> [INSTRUCTIONS FOR THE TASK] Starting at the top line, return each entry word for word.
********
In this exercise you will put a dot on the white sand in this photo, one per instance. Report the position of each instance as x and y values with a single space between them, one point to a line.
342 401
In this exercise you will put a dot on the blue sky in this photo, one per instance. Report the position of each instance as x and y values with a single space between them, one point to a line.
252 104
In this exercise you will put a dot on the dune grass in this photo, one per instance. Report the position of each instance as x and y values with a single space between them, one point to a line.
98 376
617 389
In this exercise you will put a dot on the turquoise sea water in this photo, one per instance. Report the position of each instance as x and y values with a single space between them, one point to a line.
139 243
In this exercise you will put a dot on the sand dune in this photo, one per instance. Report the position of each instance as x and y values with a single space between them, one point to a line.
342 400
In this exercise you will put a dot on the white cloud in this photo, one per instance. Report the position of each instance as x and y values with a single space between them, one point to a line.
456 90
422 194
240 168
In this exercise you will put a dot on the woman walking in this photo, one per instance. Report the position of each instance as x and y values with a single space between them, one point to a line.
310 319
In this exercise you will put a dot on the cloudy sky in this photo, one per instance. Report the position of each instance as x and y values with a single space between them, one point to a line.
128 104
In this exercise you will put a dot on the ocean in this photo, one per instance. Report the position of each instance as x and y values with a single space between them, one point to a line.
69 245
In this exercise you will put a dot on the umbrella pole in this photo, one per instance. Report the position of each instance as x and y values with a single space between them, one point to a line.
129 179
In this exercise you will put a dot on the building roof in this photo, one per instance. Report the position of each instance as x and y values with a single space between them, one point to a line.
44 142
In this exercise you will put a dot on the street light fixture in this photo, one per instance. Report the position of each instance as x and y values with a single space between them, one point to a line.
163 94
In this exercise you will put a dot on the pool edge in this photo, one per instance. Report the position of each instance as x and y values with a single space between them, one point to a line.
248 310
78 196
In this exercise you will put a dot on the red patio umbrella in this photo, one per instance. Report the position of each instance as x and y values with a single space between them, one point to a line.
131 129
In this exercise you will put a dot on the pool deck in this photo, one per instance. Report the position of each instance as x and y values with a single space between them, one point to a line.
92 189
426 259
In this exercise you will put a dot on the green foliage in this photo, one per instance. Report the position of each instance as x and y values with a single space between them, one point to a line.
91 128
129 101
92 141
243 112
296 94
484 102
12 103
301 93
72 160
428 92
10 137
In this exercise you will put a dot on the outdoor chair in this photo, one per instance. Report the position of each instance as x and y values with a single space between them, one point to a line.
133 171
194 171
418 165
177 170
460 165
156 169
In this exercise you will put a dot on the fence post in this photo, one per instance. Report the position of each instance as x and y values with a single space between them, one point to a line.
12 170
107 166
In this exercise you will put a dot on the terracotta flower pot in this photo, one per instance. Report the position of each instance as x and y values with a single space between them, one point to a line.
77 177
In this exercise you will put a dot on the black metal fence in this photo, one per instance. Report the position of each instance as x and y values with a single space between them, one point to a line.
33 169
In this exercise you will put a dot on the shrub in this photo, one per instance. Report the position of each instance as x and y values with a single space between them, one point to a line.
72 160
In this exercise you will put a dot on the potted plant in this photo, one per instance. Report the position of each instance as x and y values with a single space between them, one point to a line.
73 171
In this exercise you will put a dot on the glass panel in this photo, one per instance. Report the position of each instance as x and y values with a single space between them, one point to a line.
********
> [ANSWER SECTION]
In this exercise you will put a dot on the white sand in this photo, one per instance. Report the position of each instance as x and y values with a single space between them, one point to a line.
342 401
In this exercise you will put a dot on the blue sky in this photo, one per instance. Report the position of each instance as x and y values with a single space between them, one point to a line.
252 104
In this exercise you will put a dot on the dune grass in this photo, one per instance. Report the position of each instance as x and y values with a single space between them, one point to a line.
98 376
617 389
In this exercise you will put a dot on the turquoise sea water in this photo, one per instance. Report the position of each instance as x and y values with a single space between them, one point to a line.
139 243
In this exercise you will put a dot on the sand dune in this photo, one per instance. Report the position of each instance as x and y values with a single space between them, one point to a line.
342 400
In this exercise you will put a dot on the white cloud in this photo, one per instance. Report the position of each instance as x and y values with a single space between them, one point to a line.
456 90
422 194
240 168
In this exercise you will put a dot on the woman walking in this photo, one per instance. Report the position of each instance as x and y values with a single space between them, one point to a line.
310 319
In this exercise you will put a dot on the cloudy sky in this photo, one per instance. Report the position of each instance as x and y values with a single space between them, one point to a line.
128 104
In this exercise you will put a dot on the ocean in this photo, one per instance. Report the position of each instance as x and y values with a single space between them, one point to a line.
69 245
In this exercise you will put a dot on the umbrella pole in this photo, one per instance. Report the position of each instance as x and y values with a single space between them, one point to a line.
129 179
In this exercise you will put a dot on the building roof in this photo, one per instance. Report the position of each instance as x and y values with a single space between them, one point to a line.
44 142
In this exercise you will put a dot on the street light fixture in this photo, one per instance. Report the position of each instance as x and y values with a single space between them, one point to a line.
163 94
In this exercise you will put a dot on the pool edge in this photo, one per instance. Report the position of each instance as x and y values with a single space between them, one point to a line.
248 310
78 196
In this exercise you will put a dot on the red patio umbrella in this photo, one per instance. Report the position of each instance as x and y values with a single space between them, one point to a line.
131 129
In this exercise you will put a dot on the pool deck in this photo, one per instance. Report the position of each instance as x and y values with a single space between them, one point to a line.
92 189
426 259
In this exercise you will put a dot on the green foliage in this photo, one per instance. Report the position of each instance as x and y values with a single space between them, one point to a line.
91 128
129 101
92 141
243 112
296 94
484 102
12 103
301 93
72 160
428 92
10 137
In this exercise you will put a dot on the outdoor chair in this photo, one per instance. Report the position of each instance as x and y values with a single space between them, one point to a line.
133 171
194 171
418 165
177 170
460 165
156 169
In this exercise you will put a dot on the fence post in this photo, one per instance. Report the position of each instance as x and y values with a single space between them, one point to a line.
12 170
107 166
In this exercise you will put a dot on the terracotta flower pot in this photo, one per instance. Report the position of each instance as x and y values with a single space between them, one point to a line.
77 177
In this exercise you will put a dot on the black metal fence in this photo, one per instance. Report the position of each instance as x and y values with a single space between them, one point to a line.
33 169
In this exercise you will put a dot on the shrub in this photo, one per instance. Report the position of each instance as x and y values with a single space between them, one point to a line.
72 160
In this exercise you will put a dot on the potted plant in this photo, one per instance. Report the position of each instance as x and y values with a single space between them, one point to a line.
73 171
In this exercise you will put a dot on the glass panel in this photo, one per instance. Report the position of each instance as x and y values with a single space between them, one point to a line.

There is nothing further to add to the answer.